◆ **Excerpted data**:
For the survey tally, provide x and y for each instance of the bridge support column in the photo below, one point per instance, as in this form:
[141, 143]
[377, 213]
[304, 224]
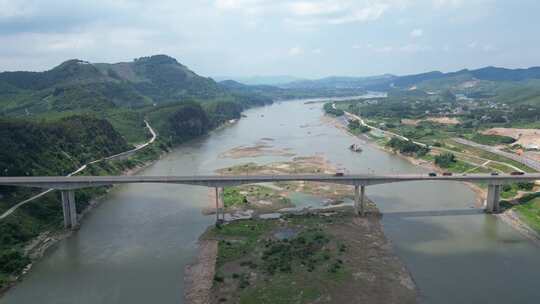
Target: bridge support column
[69, 208]
[363, 200]
[356, 198]
[359, 200]
[220, 206]
[493, 199]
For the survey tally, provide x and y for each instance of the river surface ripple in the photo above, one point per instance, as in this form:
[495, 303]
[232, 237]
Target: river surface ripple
[133, 248]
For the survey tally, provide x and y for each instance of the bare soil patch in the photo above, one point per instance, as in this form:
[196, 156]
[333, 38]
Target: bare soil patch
[335, 258]
[262, 148]
[523, 137]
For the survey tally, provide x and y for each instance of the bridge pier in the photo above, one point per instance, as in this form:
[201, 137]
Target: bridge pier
[493, 199]
[359, 200]
[220, 206]
[69, 208]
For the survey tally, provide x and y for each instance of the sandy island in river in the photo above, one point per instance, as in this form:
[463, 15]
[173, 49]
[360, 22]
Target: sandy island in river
[332, 255]
[261, 148]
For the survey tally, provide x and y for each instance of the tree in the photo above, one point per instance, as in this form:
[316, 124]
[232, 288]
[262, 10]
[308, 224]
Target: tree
[445, 160]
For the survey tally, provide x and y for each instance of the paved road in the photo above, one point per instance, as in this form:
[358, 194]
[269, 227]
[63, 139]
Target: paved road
[77, 182]
[529, 162]
[521, 159]
[83, 167]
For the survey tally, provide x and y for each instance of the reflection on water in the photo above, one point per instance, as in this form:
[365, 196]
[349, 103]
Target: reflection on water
[134, 247]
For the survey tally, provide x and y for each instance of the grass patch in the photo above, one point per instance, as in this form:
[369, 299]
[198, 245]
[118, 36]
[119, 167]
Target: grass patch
[297, 268]
[233, 197]
[529, 210]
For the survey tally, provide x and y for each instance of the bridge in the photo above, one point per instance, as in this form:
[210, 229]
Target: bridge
[68, 184]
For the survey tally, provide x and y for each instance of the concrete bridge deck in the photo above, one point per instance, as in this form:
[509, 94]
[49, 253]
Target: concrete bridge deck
[77, 182]
[67, 185]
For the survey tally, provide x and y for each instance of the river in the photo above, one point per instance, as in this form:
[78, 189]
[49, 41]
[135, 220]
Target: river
[133, 248]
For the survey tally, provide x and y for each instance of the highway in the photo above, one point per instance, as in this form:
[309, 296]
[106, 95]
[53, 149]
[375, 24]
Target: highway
[77, 182]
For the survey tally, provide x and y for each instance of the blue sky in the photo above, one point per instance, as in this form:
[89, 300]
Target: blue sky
[274, 37]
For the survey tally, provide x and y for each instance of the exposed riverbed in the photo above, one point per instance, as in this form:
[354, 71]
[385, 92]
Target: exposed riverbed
[134, 247]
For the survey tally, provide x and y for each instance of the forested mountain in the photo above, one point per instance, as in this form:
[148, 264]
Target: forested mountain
[429, 80]
[77, 85]
[53, 122]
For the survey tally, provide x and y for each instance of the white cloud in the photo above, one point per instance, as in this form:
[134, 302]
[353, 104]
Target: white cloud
[313, 12]
[416, 33]
[10, 9]
[296, 51]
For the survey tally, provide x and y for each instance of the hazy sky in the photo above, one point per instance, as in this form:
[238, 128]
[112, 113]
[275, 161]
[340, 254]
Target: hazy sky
[274, 37]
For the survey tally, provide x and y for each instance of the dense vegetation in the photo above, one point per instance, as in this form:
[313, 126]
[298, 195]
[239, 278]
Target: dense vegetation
[329, 109]
[55, 121]
[355, 127]
[492, 140]
[445, 160]
[407, 147]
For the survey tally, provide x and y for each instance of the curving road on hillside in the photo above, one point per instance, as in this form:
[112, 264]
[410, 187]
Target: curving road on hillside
[83, 167]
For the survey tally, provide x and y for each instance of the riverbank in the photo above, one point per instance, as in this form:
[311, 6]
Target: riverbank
[39, 246]
[508, 216]
[328, 257]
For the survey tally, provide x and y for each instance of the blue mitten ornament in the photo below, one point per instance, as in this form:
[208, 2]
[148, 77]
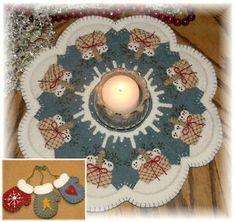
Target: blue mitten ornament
[69, 188]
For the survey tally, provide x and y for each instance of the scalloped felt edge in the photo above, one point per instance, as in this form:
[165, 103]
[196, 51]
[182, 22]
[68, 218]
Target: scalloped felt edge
[125, 193]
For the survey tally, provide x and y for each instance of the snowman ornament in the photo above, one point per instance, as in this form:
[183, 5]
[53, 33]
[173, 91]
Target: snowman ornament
[151, 165]
[181, 76]
[56, 80]
[55, 131]
[188, 127]
[99, 170]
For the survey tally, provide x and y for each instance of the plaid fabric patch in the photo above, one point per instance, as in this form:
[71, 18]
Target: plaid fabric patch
[192, 129]
[187, 76]
[148, 39]
[52, 76]
[89, 41]
[154, 169]
[51, 134]
[98, 176]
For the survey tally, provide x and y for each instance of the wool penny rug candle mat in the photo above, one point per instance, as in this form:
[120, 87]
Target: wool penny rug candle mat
[128, 98]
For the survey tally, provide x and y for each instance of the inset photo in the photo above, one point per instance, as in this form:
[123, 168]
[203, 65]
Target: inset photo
[44, 189]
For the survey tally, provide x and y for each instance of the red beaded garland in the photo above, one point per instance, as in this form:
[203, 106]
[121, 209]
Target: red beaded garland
[177, 22]
[185, 21]
[170, 19]
[113, 13]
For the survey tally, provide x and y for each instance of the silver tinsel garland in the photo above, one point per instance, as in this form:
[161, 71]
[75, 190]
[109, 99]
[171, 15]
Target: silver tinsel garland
[28, 34]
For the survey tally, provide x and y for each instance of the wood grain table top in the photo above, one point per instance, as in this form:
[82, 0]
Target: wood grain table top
[206, 189]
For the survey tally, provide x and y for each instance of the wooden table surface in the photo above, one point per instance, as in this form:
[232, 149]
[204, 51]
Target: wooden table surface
[206, 189]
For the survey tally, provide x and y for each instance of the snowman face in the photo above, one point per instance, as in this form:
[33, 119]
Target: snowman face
[141, 159]
[107, 165]
[184, 115]
[102, 49]
[136, 164]
[58, 119]
[177, 131]
[68, 137]
[156, 152]
[67, 76]
[91, 159]
[149, 52]
[179, 85]
[133, 46]
[59, 90]
[170, 72]
[87, 55]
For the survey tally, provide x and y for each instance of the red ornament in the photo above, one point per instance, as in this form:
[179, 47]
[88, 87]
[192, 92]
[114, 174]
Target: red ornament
[155, 14]
[73, 14]
[71, 190]
[14, 199]
[95, 12]
[177, 22]
[191, 17]
[185, 21]
[111, 14]
[88, 12]
[162, 17]
[58, 18]
[103, 13]
[80, 14]
[65, 16]
[170, 19]
[52, 17]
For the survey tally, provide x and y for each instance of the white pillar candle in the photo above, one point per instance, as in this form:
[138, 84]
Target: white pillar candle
[121, 94]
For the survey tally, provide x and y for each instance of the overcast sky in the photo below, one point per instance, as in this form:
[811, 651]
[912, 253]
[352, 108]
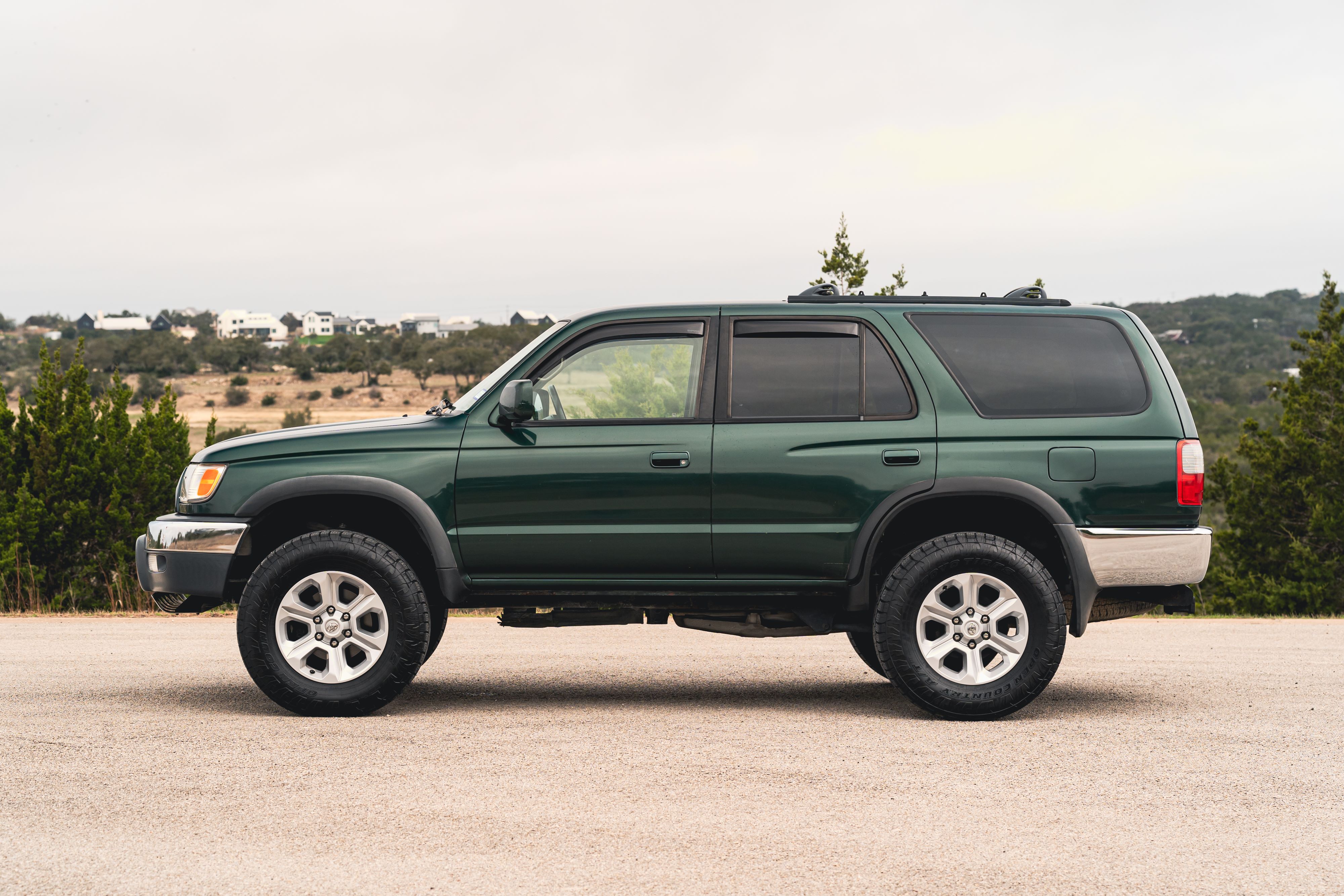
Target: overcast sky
[467, 159]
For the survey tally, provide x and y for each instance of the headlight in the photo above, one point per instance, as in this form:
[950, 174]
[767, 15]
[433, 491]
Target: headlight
[201, 481]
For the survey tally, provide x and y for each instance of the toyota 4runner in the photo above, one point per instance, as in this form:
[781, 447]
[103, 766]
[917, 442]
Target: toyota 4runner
[951, 483]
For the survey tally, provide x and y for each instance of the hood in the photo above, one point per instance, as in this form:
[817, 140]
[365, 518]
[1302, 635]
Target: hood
[388, 433]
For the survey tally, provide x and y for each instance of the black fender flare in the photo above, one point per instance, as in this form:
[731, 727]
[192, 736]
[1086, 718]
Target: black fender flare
[896, 504]
[429, 526]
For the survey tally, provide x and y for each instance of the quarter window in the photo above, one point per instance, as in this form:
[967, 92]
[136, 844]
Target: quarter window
[1013, 366]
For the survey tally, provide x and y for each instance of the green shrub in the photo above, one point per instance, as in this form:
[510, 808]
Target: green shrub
[1283, 549]
[79, 483]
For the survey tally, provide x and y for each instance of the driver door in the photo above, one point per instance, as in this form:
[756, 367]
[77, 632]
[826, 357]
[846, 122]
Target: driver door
[611, 480]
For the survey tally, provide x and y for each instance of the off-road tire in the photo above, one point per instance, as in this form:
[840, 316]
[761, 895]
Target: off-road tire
[385, 571]
[917, 574]
[862, 644]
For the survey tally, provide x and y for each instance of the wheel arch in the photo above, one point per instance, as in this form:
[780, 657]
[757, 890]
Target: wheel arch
[1010, 508]
[378, 508]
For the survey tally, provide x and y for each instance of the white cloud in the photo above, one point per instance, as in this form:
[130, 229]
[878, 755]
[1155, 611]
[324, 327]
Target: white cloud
[464, 159]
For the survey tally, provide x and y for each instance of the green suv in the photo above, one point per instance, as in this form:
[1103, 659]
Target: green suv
[951, 483]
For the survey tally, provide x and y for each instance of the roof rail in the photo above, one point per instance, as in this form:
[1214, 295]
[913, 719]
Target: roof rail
[829, 295]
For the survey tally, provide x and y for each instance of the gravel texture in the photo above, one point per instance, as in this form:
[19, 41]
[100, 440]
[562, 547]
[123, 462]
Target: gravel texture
[1167, 757]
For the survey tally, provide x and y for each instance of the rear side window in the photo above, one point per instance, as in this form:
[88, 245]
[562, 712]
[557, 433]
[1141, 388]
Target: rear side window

◆ **Your instructions**:
Rewrite the rows starting with the line containing "of the rear" and going on through the end of the rows, replacing "rear side window" with "rear door window" and leaving everything else unchanged. Return only those lines.

◆ **Solution for this task**:
For the survey tally, provide x and y for each instance of the rear door window in the photo above, one point per instance, as in this form:
[88, 245]
[562, 712]
[557, 433]
[1141, 388]
Target: rear door window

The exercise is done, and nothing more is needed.